*** TEXT Section Begins ***
Immediately after we issue and deliver the preferred stock to a preferred stock depositary, we will cause the preferred stock depositary to issue the depositary receipts on our behalf. You may obtain copies of the applicable form of deposit agreement and depositary receipt from us upon request. The statements made in this section relating to the deposit agreement and the depositary receipts are summaries only. These summaries are not complete and we may modify any of the terms of the depositary shares described in this prospectus in a prospectus supplement. To the extent the information contained in the prospectus supplement differs from this summary description, you should rely on the information in the prospectus supplement. For more detail, we refer you to the deposit agreement, which we will file as an exhibit to, or incorporate by reference in, the registration statement.

Dividends and Other Distributions

The preferred stock depositary will distribute all cash dividends or other cash distributions received relating to the preferred stock to the record holders of depositary receipts in proportion to the number of the depositary receipts owned by the holders, subject to the obligations of holders to file proofs, certificates and other information and to pay certain charges and expenses to the preferred stock depositary.

In the event of a distribution other than in cash, the preferred stock depositary will distribute property received by it to the record holders of depositary receipts in proportion to the number of the depositary receipts owned by the holders, unless the preferred stock depositary determines that it is not feasible to make the distribution, in which case the preferred stock depositary may, with our approval, sell the property and distribute the net proceeds from the sale to the holders.

No distribution will be made relating to any depositary share that represents any preferred stock converted into other securities.

Withdrawal of Stock

Assuming we have not previously called for redemption or converted into other securities the related depositary shares, upon surrender of the depositary receipts at the corporate trust office of the preferred stock depositary, the holders will be entitled to delivery at that office of the number of whole or fractional shares of the preferred stock and any money or other property represented by the depositary shares. Holders of depositary receipts will be entitled to receive shares of the related preferred stock as specified in the applicable prospectus supplement, but holders of the shares of preferred stock will no longer be entitled to receive depositary shares.
*** TEXT Section Ends ***
## REQUIRED ACTIONS
1. Rename "corporate trust office" to "principal office" in the stretch of the depositary shares text from "Assuming we have" through "receive depositary shares.", and give that stretch with the change made.
2. Output the stretch of the entries from their start through the line containing "positive clicks: (188, 1251) (188, 1275)", copied line for line, and leave the pictures out of your answer.
The text and the entries have nothing to do with each other.
*** ENTRIES SUPPLIED Section Begins ***
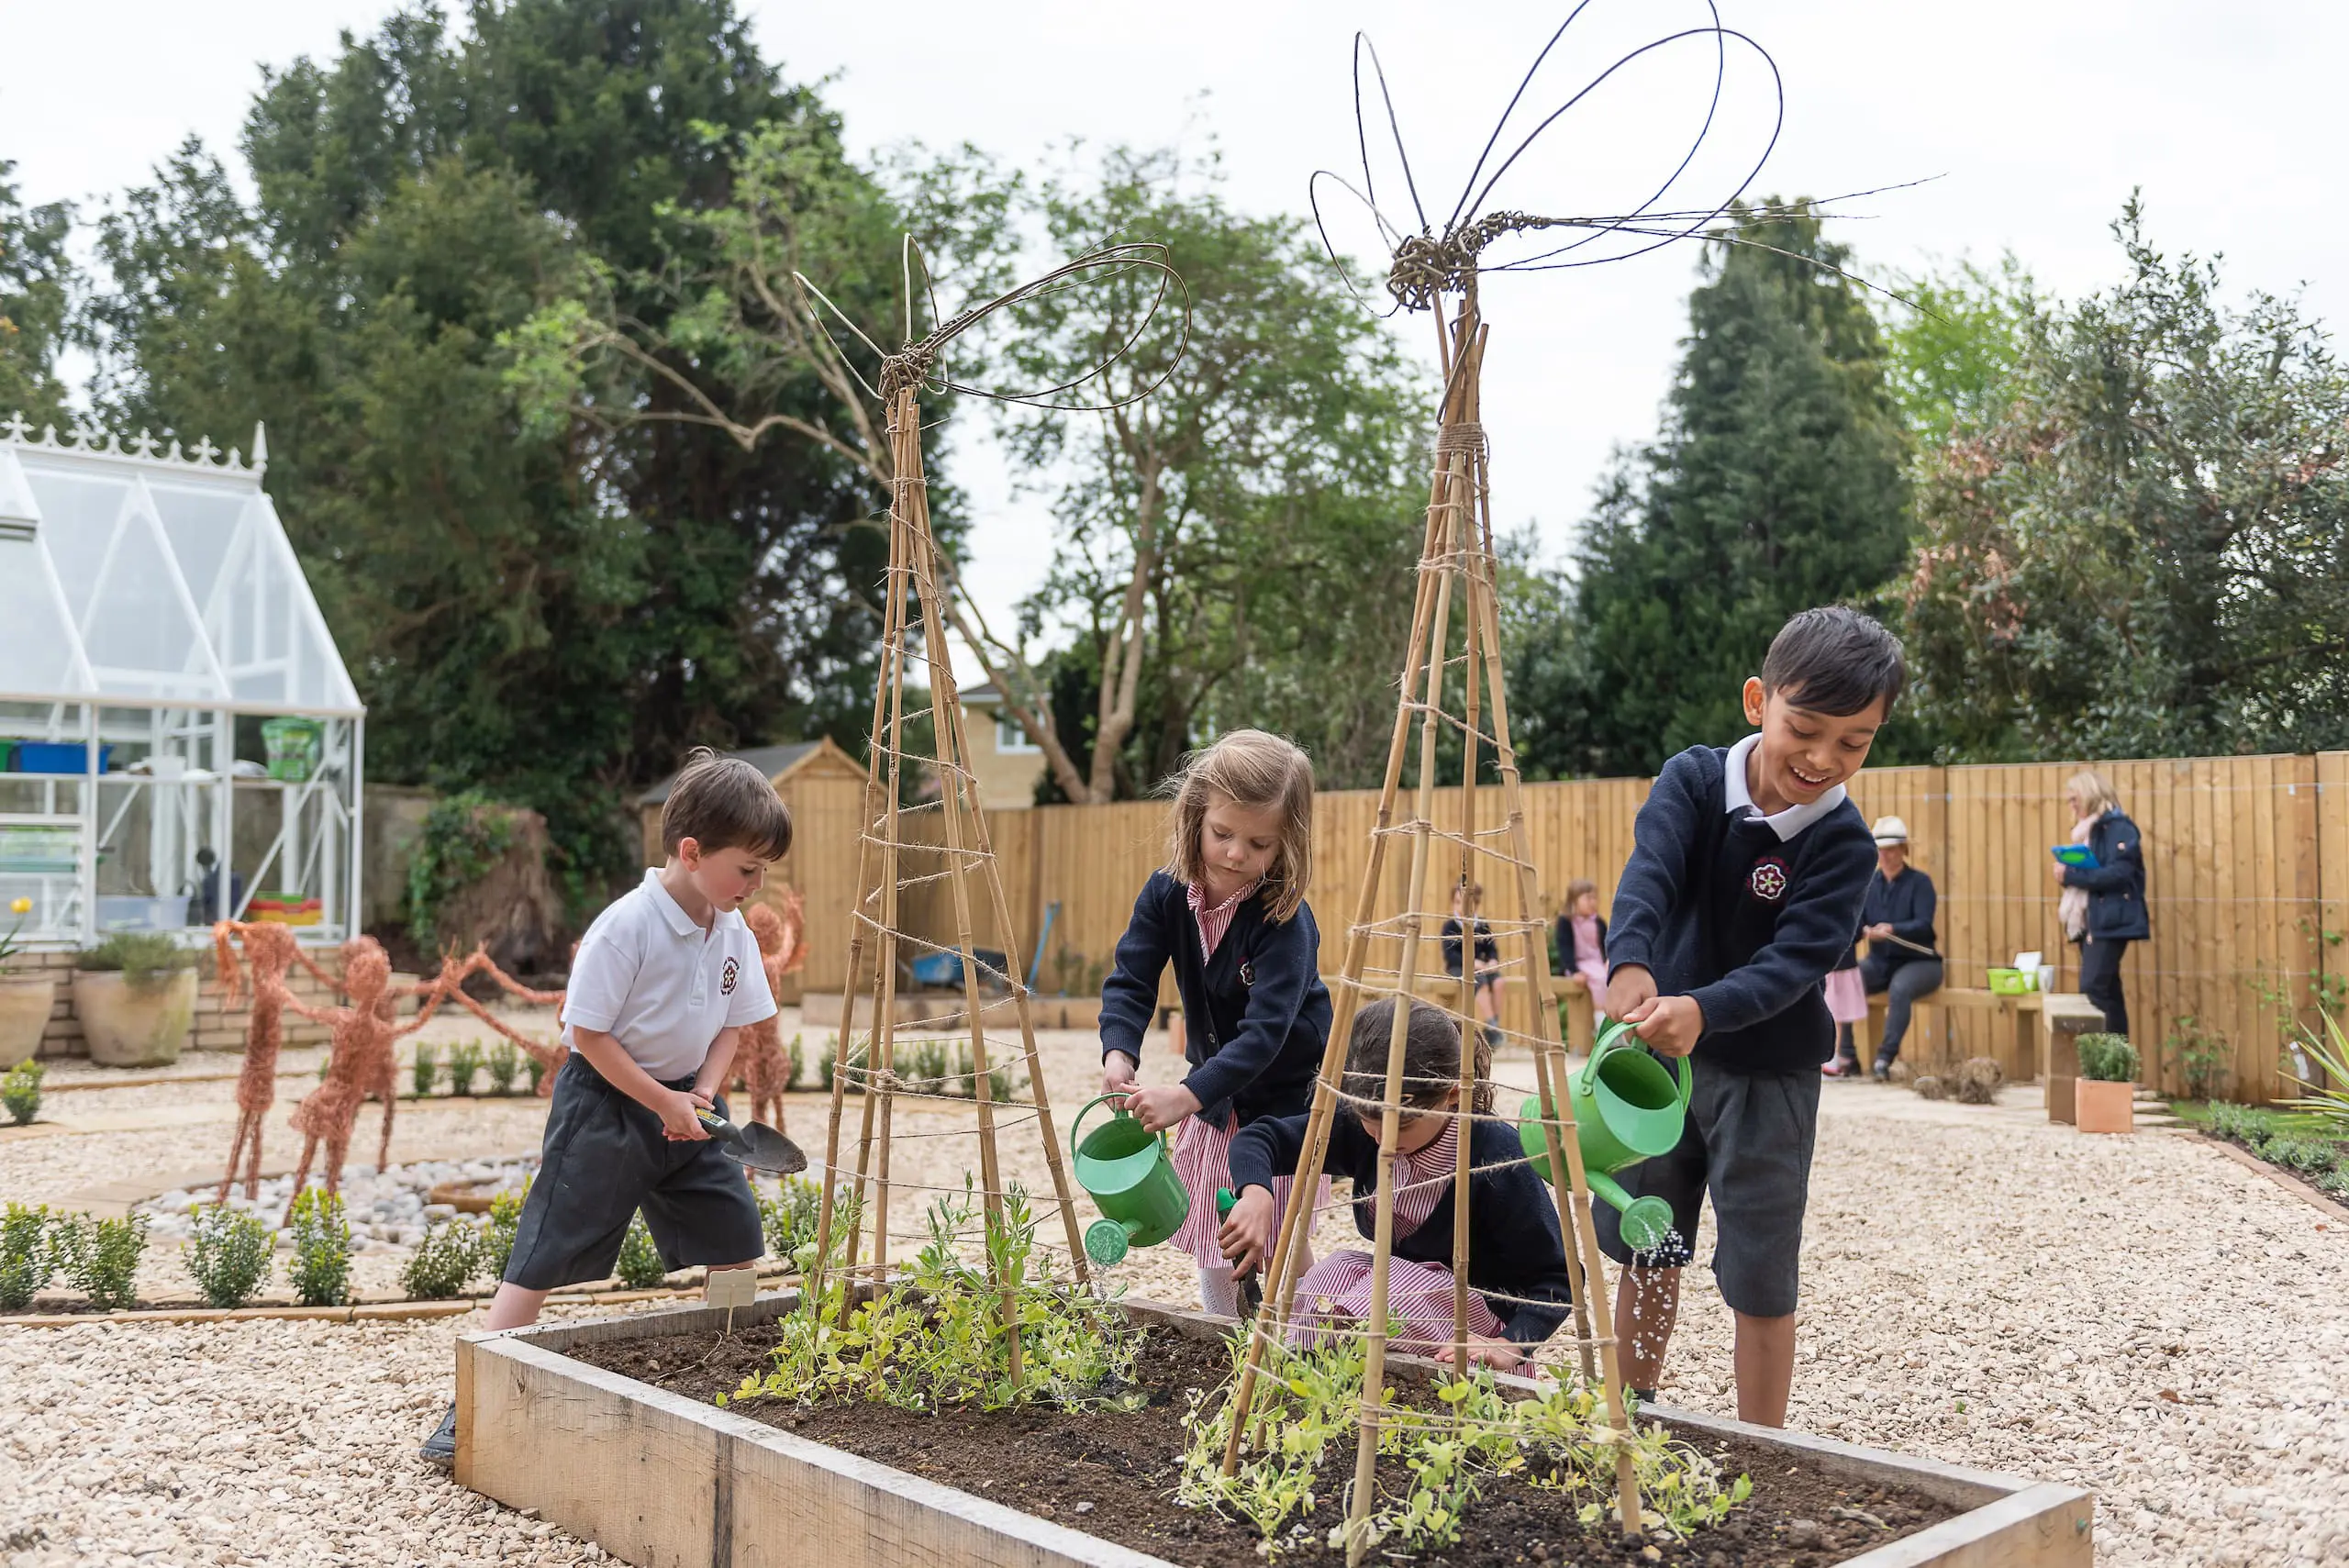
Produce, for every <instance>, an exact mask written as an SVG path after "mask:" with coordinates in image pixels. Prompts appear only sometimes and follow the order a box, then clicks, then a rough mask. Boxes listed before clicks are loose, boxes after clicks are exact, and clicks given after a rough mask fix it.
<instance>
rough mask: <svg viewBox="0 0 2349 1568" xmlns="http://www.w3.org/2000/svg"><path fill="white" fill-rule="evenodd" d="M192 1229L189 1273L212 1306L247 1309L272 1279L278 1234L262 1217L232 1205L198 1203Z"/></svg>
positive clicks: (188, 1251) (188, 1275)
mask: <svg viewBox="0 0 2349 1568" xmlns="http://www.w3.org/2000/svg"><path fill="white" fill-rule="evenodd" d="M190 1214H193V1218H195V1225H193V1228H190V1232H188V1249H186V1253H181V1256H183V1261H186V1263H188V1277H190V1279H195V1289H197V1293H200V1296H202V1298H204V1305H211V1307H242V1305H244V1303H247V1300H251V1298H254V1293H256V1291H258V1289H261V1282H263V1279H268V1277H270V1249H272V1244H275V1237H272V1235H270V1228H268V1223H265V1221H261V1216H256V1214H242V1211H237V1209H230V1207H228V1204H197V1207H195V1209H190Z"/></svg>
*** ENTRIES SUPPLIED Section Ends ***
## RESULTS OF THE TASKS
1.
Assuming we have not previously called for redemption or converted into other securities the related depositary shares, upon surrender of the depositary receipts at the principal office of the preferred stock depositary, the holders will be entitled to delivery at that office of the number of whole or fractional shares of the preferred stock and any money or other property represented by the depositary shares. Holders of depositary receipts will be entitled to receive shares of the related preferred stock as specified in the applicable prospectus supplement, but holders of the shares of preferred stock will no longer be entitled to receive depositary shares.

2.
Produce, for every <instance>, an exact mask written as an SVG path after "mask:" with coordinates in image pixels. Prompts appear only sometimes and follow the order a box, then clicks, then a rough mask. Boxes listed before clicks are loose, boxes after clicks are exact, and clicks given after a rough mask fix it.
<instance>
rough mask: <svg viewBox="0 0 2349 1568" xmlns="http://www.w3.org/2000/svg"><path fill="white" fill-rule="evenodd" d="M192 1229L189 1273L212 1306L247 1309L272 1279L278 1234L262 1217L232 1205L198 1203Z"/></svg>
positive clicks: (188, 1251) (188, 1275)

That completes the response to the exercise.